start INPUT FOR THIS TASK

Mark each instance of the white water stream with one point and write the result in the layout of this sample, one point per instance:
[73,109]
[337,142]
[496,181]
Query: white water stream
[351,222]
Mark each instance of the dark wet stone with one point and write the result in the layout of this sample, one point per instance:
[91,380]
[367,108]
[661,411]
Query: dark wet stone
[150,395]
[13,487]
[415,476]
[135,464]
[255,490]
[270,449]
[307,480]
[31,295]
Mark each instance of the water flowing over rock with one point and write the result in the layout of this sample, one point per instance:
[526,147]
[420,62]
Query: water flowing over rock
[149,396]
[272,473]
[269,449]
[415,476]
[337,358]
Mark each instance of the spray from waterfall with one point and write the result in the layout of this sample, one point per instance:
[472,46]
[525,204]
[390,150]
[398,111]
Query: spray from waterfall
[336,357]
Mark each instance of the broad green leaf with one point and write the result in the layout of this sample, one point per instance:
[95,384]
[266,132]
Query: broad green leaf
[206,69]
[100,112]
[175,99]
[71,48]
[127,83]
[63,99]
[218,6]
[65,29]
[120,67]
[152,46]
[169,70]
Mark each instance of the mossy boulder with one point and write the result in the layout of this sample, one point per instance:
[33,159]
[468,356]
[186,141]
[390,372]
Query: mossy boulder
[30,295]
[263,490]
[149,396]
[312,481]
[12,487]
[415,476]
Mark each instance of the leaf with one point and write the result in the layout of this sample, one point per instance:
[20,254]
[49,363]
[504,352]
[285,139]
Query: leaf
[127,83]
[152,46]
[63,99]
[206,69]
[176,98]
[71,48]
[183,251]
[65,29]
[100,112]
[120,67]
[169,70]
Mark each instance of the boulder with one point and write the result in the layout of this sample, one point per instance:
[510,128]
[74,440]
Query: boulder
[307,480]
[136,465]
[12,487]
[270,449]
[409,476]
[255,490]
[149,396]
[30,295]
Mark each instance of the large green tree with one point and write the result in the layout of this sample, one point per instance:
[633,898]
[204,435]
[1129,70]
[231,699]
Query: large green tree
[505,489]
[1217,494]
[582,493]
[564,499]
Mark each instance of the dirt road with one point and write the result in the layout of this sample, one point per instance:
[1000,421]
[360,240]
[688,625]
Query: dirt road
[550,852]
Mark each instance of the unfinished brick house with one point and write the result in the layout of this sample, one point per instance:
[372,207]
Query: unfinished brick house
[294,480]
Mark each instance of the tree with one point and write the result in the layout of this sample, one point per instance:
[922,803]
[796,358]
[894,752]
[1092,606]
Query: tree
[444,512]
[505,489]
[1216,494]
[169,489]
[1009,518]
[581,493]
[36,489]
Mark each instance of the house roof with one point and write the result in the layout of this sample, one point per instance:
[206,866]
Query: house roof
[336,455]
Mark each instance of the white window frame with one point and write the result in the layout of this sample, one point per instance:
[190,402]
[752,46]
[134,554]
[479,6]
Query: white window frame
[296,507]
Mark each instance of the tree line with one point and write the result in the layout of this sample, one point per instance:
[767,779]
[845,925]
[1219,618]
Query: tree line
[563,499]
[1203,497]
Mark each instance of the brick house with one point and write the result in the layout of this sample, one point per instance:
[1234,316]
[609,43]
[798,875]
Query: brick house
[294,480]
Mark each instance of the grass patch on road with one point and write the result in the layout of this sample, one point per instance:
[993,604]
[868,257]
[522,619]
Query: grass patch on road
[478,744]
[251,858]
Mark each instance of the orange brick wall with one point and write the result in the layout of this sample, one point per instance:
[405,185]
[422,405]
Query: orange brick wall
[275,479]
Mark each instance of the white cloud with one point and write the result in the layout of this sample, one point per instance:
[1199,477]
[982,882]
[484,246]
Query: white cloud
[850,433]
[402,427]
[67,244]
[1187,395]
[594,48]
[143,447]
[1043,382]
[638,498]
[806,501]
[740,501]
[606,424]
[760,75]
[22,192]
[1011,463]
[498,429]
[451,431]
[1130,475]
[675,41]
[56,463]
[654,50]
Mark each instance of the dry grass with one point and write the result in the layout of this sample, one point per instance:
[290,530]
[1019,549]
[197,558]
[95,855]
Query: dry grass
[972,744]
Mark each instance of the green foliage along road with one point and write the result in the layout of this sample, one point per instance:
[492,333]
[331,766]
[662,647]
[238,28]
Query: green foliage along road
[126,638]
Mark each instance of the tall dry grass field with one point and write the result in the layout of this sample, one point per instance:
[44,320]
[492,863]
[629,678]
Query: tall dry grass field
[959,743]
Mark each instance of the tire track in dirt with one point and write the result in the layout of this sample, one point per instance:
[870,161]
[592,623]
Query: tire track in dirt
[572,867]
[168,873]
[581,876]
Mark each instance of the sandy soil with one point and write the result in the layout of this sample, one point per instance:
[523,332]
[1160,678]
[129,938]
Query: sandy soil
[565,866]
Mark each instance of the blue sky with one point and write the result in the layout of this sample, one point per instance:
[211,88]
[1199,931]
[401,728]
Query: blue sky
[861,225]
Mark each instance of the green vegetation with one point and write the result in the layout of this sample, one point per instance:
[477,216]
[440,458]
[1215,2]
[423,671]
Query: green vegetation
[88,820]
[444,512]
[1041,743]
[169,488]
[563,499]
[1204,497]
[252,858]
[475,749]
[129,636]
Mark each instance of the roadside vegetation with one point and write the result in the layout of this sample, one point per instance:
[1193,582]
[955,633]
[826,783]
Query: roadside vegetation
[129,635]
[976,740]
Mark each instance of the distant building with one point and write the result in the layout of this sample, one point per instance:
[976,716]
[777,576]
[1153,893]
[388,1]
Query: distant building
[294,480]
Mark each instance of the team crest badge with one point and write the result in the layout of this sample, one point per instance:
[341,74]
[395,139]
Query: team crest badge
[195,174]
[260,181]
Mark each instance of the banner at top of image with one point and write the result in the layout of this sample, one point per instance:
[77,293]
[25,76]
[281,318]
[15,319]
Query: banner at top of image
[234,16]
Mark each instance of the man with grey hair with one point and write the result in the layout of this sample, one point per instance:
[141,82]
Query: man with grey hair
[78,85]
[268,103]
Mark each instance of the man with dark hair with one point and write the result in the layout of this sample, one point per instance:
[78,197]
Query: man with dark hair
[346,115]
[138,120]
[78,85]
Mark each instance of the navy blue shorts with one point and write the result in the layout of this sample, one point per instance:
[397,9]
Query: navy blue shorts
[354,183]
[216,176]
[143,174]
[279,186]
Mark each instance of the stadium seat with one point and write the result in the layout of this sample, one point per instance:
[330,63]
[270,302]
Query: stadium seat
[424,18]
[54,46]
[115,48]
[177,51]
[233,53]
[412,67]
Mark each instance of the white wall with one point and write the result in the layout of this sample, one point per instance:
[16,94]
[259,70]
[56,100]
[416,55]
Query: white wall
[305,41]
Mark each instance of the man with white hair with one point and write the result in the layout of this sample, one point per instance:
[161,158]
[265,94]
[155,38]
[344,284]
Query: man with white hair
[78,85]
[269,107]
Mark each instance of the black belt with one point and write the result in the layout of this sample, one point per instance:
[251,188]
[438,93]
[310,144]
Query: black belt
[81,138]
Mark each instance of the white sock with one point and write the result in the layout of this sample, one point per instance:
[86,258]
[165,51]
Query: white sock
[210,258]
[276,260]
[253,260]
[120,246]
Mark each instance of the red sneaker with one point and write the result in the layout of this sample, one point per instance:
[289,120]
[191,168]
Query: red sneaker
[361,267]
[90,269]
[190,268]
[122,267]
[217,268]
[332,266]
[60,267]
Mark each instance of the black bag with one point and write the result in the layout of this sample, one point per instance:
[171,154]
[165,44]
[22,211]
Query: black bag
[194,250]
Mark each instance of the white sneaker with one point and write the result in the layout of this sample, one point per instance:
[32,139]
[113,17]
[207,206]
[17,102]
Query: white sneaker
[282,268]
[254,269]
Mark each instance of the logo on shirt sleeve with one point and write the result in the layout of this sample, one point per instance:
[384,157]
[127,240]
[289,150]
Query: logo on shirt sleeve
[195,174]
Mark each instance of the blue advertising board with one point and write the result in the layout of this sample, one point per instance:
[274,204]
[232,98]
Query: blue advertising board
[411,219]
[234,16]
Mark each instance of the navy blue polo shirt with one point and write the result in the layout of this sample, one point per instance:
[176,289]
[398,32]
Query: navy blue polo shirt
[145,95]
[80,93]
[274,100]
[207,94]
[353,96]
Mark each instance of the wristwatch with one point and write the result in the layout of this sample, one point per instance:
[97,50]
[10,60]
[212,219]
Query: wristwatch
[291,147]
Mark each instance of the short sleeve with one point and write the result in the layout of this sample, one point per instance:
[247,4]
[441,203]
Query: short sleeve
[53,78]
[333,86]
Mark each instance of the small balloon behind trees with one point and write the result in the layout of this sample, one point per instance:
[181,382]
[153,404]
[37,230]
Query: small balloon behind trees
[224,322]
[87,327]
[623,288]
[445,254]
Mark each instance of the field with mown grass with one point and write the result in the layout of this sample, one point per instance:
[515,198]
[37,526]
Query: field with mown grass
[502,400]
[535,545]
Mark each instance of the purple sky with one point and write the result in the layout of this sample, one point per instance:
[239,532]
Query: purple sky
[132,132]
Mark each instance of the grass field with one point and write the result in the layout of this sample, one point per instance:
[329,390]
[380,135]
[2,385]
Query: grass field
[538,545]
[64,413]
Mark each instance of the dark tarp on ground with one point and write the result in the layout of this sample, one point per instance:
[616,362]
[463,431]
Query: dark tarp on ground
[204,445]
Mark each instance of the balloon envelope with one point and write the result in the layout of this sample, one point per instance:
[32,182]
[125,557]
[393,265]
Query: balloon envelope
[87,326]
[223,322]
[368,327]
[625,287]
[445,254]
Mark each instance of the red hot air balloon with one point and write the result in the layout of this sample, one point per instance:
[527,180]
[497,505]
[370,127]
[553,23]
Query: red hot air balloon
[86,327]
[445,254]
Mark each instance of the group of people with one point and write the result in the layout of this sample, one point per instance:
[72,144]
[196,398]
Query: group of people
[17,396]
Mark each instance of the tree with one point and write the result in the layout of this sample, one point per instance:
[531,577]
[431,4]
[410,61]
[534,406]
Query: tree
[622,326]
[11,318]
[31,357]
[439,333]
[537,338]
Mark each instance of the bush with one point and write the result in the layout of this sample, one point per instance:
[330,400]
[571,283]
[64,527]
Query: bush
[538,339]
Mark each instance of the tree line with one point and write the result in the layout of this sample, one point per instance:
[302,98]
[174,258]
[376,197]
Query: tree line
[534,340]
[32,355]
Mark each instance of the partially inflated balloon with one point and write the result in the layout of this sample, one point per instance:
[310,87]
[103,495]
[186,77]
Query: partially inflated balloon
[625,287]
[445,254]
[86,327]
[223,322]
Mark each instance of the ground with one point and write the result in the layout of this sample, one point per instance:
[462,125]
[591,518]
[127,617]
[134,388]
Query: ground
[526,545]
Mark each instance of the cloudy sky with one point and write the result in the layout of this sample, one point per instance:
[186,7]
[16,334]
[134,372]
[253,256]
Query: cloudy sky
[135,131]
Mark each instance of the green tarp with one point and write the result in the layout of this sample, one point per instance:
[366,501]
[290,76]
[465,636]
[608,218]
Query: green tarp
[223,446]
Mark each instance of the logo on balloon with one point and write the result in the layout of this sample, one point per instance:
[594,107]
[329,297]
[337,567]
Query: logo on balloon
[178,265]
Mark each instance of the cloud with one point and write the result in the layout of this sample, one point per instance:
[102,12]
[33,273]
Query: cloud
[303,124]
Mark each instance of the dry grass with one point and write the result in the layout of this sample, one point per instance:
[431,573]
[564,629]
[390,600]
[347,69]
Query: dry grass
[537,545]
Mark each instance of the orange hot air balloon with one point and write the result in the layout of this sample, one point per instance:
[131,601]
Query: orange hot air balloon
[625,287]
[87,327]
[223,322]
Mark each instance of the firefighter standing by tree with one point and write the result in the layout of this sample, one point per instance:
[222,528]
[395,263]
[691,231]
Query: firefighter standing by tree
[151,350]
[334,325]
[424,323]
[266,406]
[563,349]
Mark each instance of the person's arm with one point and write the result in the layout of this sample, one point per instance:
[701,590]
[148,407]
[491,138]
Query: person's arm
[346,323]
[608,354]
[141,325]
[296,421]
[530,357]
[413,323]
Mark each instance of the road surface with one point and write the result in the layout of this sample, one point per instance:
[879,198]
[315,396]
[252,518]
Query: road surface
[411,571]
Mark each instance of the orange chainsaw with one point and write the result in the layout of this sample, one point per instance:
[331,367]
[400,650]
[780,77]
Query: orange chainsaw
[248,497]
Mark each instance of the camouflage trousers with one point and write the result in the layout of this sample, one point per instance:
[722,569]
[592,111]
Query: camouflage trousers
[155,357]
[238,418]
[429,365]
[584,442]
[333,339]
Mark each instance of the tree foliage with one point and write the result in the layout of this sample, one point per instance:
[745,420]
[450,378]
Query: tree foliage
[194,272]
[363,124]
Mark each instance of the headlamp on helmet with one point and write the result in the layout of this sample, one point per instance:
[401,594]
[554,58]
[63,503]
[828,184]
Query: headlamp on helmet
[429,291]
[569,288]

end INPUT FOR THIS TASK

Rewrite the records starting at the line containing "Mark each instance of the orange chainsaw" and ending at the last line, changing "layout" to "format" and leaving everything else unchanged.

ANSWER TO THIS TASK:
Mark each instance of the orange chainsaw with one point and write the result in the format of this sample, one point per instance:
[331,367]
[400,650]
[780,77]
Query: orange chainsaw
[248,497]
Mark each instance of the camouflage trousers with one point and write the result in the format of this sample, one point per instance:
[722,569]
[592,111]
Query: camouflage trousers
[155,357]
[238,418]
[429,365]
[584,442]
[333,339]
Mark each instance of the tree foliage with one point and write the result in the format of this sample, one point per instance:
[745,420]
[450,378]
Query: tree foliage
[194,272]
[363,124]
Mark each instance of the headlamp on helmet with one point and write the result in the format of this sample, one point per instance:
[401,594]
[554,58]
[63,503]
[828,184]
Query: headlamp on helmet
[429,291]
[569,288]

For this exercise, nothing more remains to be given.